== Segment start ==

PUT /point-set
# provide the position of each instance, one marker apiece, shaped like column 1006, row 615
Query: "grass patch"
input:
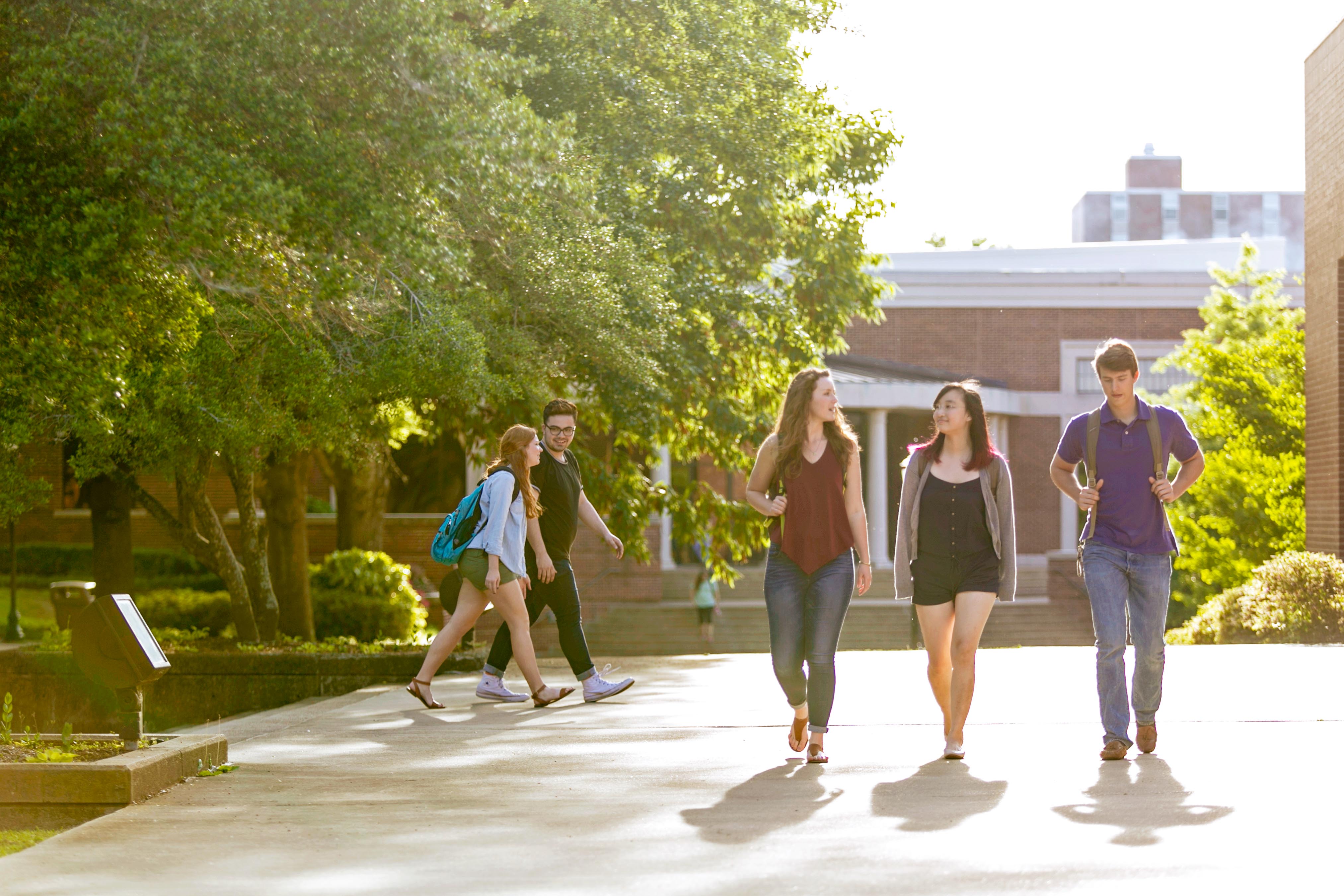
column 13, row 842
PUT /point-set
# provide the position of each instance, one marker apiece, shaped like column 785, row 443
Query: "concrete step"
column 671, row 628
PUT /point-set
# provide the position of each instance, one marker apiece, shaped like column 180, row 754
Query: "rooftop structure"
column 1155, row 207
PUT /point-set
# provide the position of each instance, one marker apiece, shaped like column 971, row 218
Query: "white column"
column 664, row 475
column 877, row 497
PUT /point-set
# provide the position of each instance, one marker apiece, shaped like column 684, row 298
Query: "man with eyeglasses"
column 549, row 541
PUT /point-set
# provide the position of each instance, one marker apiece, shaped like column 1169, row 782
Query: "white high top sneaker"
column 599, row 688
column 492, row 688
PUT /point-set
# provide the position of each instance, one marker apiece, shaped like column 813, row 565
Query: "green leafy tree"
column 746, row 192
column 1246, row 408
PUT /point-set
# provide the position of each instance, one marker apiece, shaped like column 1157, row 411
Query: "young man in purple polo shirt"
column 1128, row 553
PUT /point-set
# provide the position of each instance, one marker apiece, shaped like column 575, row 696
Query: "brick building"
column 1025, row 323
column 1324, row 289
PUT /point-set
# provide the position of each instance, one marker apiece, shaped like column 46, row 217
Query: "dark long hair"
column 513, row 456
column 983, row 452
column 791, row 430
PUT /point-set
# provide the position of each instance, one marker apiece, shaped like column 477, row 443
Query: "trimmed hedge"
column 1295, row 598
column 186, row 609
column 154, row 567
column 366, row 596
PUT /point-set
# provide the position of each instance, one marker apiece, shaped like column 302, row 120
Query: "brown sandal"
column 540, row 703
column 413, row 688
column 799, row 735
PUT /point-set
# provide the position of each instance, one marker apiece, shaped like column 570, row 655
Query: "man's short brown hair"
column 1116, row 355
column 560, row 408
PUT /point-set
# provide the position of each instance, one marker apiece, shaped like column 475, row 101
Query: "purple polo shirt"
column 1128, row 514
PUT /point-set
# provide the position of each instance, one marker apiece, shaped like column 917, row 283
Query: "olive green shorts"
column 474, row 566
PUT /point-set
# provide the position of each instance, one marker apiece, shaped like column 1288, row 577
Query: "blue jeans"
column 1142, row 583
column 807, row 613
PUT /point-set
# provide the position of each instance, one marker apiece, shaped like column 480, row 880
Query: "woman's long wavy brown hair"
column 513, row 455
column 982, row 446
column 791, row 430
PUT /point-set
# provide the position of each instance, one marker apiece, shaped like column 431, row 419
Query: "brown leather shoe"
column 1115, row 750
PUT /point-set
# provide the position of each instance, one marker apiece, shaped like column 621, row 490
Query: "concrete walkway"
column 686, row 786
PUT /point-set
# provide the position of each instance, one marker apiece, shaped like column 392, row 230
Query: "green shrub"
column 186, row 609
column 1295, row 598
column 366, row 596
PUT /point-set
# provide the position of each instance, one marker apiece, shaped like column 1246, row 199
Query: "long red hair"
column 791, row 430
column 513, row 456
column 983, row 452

== Segment end ==
== Segment start ==

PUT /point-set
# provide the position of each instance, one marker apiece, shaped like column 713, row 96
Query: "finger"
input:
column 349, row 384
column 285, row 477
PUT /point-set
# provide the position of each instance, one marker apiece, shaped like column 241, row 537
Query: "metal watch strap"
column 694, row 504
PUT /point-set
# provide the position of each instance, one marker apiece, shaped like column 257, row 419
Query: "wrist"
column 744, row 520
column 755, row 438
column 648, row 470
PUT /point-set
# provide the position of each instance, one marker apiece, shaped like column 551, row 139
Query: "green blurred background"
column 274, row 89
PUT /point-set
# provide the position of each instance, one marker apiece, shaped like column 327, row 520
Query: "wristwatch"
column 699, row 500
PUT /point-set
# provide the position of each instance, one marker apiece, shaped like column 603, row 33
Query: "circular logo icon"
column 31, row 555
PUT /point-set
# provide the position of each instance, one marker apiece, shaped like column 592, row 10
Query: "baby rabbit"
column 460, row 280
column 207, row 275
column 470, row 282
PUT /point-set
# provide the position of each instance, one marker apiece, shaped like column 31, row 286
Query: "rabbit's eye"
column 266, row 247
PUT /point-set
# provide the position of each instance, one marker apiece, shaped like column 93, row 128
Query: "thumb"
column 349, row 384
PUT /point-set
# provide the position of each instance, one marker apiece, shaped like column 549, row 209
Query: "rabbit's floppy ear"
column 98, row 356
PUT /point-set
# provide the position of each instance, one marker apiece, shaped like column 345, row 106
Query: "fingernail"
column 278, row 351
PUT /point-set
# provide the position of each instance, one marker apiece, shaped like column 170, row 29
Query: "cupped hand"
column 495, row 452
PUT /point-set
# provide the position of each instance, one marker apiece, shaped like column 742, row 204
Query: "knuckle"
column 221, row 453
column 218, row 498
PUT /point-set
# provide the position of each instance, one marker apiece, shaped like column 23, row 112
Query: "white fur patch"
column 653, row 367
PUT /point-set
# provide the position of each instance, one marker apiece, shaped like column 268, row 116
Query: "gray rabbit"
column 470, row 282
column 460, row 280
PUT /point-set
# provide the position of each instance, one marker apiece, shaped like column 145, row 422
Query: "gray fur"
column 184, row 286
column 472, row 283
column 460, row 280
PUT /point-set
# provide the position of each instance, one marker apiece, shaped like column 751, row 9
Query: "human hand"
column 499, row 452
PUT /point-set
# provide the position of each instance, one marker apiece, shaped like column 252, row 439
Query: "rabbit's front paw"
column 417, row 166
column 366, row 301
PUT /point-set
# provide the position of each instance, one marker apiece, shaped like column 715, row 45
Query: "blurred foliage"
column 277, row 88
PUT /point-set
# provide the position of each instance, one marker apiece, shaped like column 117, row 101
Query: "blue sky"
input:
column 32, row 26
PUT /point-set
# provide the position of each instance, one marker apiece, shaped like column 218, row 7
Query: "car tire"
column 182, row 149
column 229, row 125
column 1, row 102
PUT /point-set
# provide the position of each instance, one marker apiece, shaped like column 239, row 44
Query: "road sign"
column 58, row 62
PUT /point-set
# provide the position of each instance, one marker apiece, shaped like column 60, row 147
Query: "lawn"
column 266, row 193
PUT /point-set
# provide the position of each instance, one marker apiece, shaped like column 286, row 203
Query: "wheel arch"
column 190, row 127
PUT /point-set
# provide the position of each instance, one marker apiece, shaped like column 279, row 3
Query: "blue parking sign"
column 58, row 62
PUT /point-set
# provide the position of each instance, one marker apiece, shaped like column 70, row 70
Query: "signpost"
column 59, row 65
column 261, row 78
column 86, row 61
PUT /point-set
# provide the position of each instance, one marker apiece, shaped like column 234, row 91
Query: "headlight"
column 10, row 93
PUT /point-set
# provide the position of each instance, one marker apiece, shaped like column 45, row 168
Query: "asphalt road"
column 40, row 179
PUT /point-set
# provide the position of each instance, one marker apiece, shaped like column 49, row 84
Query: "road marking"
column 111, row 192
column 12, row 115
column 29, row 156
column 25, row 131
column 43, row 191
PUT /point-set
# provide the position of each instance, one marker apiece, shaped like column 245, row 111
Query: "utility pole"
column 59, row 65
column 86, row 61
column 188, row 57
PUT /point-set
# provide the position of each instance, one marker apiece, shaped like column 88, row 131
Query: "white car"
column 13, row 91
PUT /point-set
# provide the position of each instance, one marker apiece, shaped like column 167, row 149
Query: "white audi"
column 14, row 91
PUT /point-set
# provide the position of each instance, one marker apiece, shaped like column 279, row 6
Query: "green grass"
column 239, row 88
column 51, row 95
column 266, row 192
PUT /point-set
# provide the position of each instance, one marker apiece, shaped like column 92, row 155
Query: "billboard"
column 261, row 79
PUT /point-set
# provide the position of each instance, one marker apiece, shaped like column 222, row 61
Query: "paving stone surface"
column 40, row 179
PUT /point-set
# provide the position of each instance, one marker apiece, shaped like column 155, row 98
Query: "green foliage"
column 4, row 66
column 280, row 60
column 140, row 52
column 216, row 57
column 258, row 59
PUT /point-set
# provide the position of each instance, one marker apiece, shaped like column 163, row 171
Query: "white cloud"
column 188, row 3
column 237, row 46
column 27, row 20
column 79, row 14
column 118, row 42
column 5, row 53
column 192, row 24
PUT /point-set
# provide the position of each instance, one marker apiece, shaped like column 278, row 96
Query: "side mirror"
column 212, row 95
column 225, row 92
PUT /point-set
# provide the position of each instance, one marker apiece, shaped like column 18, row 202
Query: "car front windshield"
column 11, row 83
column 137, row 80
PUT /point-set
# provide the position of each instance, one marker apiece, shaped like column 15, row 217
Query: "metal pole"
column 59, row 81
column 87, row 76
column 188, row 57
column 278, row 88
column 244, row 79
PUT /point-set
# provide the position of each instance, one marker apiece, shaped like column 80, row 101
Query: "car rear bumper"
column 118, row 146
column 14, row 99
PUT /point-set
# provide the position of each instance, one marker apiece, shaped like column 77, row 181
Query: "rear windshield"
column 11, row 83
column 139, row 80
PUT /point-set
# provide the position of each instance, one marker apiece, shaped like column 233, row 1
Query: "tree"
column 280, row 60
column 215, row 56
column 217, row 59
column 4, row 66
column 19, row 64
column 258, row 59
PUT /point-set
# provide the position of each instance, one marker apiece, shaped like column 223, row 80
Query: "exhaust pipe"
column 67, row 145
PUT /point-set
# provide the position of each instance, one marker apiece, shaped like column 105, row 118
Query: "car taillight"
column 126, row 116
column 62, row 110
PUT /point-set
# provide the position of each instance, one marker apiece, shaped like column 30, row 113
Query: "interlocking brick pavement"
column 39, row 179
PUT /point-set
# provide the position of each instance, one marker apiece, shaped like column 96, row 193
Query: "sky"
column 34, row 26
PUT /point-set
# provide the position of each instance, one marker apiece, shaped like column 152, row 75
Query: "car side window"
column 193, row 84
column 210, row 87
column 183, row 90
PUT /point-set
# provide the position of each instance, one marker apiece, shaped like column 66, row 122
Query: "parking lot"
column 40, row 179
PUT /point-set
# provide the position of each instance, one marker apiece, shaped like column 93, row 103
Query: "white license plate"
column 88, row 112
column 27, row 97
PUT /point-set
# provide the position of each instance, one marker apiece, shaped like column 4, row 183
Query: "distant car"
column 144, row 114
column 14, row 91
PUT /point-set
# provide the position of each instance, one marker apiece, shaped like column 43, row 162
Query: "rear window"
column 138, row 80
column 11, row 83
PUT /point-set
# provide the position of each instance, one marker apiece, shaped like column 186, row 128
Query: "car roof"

== Segment end ==

> Goal of the exercise
From the records above, copy out the line with "286, row 203", the line with "column 279, row 3", and every line between them, word for word.

> Your response
# provide the position of each instance, one marker apiece, shaped like column 286, row 203
Query: "wheel arch"
column 190, row 127
PUT /point-set
# provide the position of each instance, one marker apiece, shaped like column 279, row 3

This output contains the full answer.